* Begin Text to read *
Epoch 100/100, Loss: 0.00044723039783525173, KL Divergence: 0.07477580802773291

Let me know if you also get similar results with the same change.

About the MPS issue I don’t have an answer yet. I hope to have one next week.

CatalinaAlbornoz · June 24, 2024, 7:34pm

Hi @Aaron_Thomas,

I’m following up on the MPS issue. TLDR: this device is not supported at the moment.

In PennyLane, we try to have the output dtype (e.g., of qml.probs ) to be the same as the input dtype. If you run the above code with device = torch.device("cpu") , then you can alternate the weights between dtype=torch.float32 and dtype=torch.float64 and you’ll see that the output of the QNode follows suit.

When you try to use the MPS device however the logic breaks down so it’s unclear whether the issue is coming from PennyLane or Torch itself.

Given the complexity of the issue and the fact that it may be coming from Torch itself, it’s better to consider the MPS device as non-supported. You can, if you want, open a GitHub issue detailing this bug/feature request.
* End Text to read *
* Begin Rows *
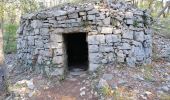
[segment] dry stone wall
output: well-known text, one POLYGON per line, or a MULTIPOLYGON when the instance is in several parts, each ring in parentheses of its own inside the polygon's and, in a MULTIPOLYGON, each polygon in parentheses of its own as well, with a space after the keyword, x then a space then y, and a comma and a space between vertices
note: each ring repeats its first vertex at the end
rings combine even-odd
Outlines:
POLYGON ((151 17, 128 3, 64 5, 21 17, 18 62, 62 75, 67 69, 63 34, 88 33, 89 70, 111 63, 151 63, 151 17))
* End Rows *
Required tasks
1. Please rewrite the rows from their start up to and including the line with "note: each ring", replacing "dry stone wall" with "fieldstone wall" and changing nothing else. Leave out the pictures.
2. Carry on the forum thread about PennyLane and the MPS device from the point where it stops.

Expected responses
1.
[segment] fieldstone wall
output: well-known text, one POLYGON per line, or a MULTIPOLYGON when the instance is in several parts, each ring in parentheses of its own inside the polygon's and, in a MULTIPOLYGON, each polygon in parentheses of its own as well, with a space after the keyword, x then a space then y, and a comma and a space between vertices
note: each ring repeats its first vertex at the end

2.
I hope you can still get the results you want with the CPU device.

And thanks again for reporting this behaviour.

CatalinaAlbornoz · June 27, 2024, 7:20pm

Hi @Aaron_Thomas ,

One of my colleagues had an idea. It’s not guaranteed to work but you can still try it:

For implicit conversions, I’d suggest trying lightning in 32 bit mode and seeing if the issue is preserved:

dev = qml.device("lightning.qubit", wires=x, c_dtype=np.complex64)

Let us know if the above succeeds or not. If it doesn’t work, then unfortunately there’s not much we can do.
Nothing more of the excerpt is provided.